→ **Provided text**

# Sea-gull St19 Movement Pictures



## James (Jul 17, 2006)

I know I posted older pics of this movement used in the Sea-Gull and Alpha, these are a bit better quality. Just got 3 in for a lil project kind of. Anyway always enjoy looking at movements as its more important to me than the actual watches. Since no Chinese forum just posting here for now. These are more generic not signed.


----------



## James (Jul 17, 2006)




----------



## PhilM (Nov 5, 2004)

Great photo's James









I do like blued screws (Proper ones and not laquerd), come on Roy what have you got in the pipeline









BTW What project needs 3 movments


----------



## strange_too (Feb 19, 2007)

Very interesting pictures James.


----------



## jasonm (Nov 22, 2003)

I still say Roy should use these in a RLT manual wind RLT chrono..................


----------



## PhilM (Nov 5, 2004)

jasonm said:


> I still say Roy should use these in a RLT manual wind RLT chrono..................


Yep I totally agree, it would look great


----------



## James (Jul 17, 2006)

PhilM said:


> Great photo's James
> 
> 
> 
> ...


secret but not my project, my watchmaker gets a free one out of it in the end, something put together from odds and ends, he is doing the dials, someday but soon he is off for a month so maybe not till xmas now as he will be back logged, why I wanted my servicing done before he goes.


----------



## mach 0.0013137 (Jan 10, 2005)

PhilM said:


> jasonm said:
> 
> 
> > I still say Roy should use these in a RLT manual wind RLT chrono..................
> ...


 Same here









BTW I gather these (& other Chinese) movements are available in the UK


----------



## Mark_B (May 2, 2005)

PhilM said:


> jasonm said:
> 
> 
> > I still say Roy should use these in a RLT manual wind RLT chrono..................
> ...


Yep I'll second.........err third that!

I've got one of these in the Alpha paul Newman homage and they work nicely and feel good quality.

Where are these available from as I have a project of my own (ongoing for ages awaiting a suitable mov't) that one of these mov't might suit?

cheers,

Mark.


----------



## Xantiagib (Apr 22, 2005)

QUOTE(Mark_B @ Jul 19 2007, 02:33 PM) ←

Yep I'll second.........err third that!

I've got one of these in the Alpha paul Newman homage and they work nicely and feel good quality.

Where are these available from as I have a project of my own (ongoing for ages awaiting a suitable mov't) that one of these mov't might suit?

cheers,

Mark.

PM Sent


----------



## PhilM (Nov 5, 2004)

mach 0.0013137 said:


> PhilM said:
> 
> 
> > jasonm said:
> ...


Bridlington is in the UK


----------



## James (Jul 17, 2006)

Actually although I don't have an RLT I would think they need some more time tested abuse before you would actually want to see them in an RLT no? They are an attractive movement though


----------



## jasonm (Nov 22, 2003)

→ **Goal**
Name each distinct username that heads a post in the Sea-gull St19 thread above, listing every name only once.

→ **Information shown**

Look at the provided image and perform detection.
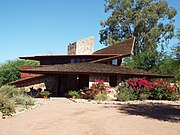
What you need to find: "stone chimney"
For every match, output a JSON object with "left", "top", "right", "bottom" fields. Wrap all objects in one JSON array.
[{"left": 68, "top": 37, "right": 94, "bottom": 55}]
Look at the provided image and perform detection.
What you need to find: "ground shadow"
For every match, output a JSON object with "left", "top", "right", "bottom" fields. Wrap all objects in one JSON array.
[{"left": 106, "top": 103, "right": 180, "bottom": 122}]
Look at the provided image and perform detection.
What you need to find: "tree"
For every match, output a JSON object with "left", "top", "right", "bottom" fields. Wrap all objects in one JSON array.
[
  {"left": 0, "top": 60, "right": 39, "bottom": 85},
  {"left": 100, "top": 0, "right": 176, "bottom": 56}
]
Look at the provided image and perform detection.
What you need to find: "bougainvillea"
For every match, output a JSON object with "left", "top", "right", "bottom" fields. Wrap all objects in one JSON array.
[{"left": 124, "top": 78, "right": 179, "bottom": 100}]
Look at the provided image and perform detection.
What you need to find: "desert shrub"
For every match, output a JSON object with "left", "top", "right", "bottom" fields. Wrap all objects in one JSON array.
[
  {"left": 13, "top": 94, "right": 35, "bottom": 108},
  {"left": 116, "top": 82, "right": 136, "bottom": 101},
  {"left": 139, "top": 93, "right": 149, "bottom": 100},
  {"left": 0, "top": 95, "right": 15, "bottom": 118},
  {"left": 68, "top": 90, "right": 81, "bottom": 98},
  {"left": 0, "top": 85, "right": 23, "bottom": 98},
  {"left": 40, "top": 90, "right": 51, "bottom": 97},
  {"left": 94, "top": 93, "right": 107, "bottom": 101},
  {"left": 127, "top": 78, "right": 179, "bottom": 100}
]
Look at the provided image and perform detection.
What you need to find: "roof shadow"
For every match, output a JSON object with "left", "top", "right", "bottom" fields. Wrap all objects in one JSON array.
[{"left": 105, "top": 103, "right": 180, "bottom": 123}]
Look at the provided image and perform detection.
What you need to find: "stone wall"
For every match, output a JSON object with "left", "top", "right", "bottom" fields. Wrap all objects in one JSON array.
[
  {"left": 89, "top": 75, "right": 109, "bottom": 87},
  {"left": 68, "top": 37, "right": 94, "bottom": 55}
]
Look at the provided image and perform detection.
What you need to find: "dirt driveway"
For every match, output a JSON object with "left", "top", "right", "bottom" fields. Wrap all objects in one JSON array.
[{"left": 0, "top": 99, "right": 180, "bottom": 135}]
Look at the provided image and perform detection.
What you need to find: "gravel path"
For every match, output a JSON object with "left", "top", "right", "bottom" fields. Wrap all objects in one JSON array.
[{"left": 0, "top": 98, "right": 180, "bottom": 135}]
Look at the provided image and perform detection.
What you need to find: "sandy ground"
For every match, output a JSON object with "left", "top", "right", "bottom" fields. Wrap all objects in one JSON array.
[{"left": 0, "top": 99, "right": 180, "bottom": 135}]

→ **The reply**
James
PhilM
strange_too
jasonm
mach 0.0013137
Mark_B
Xantiagib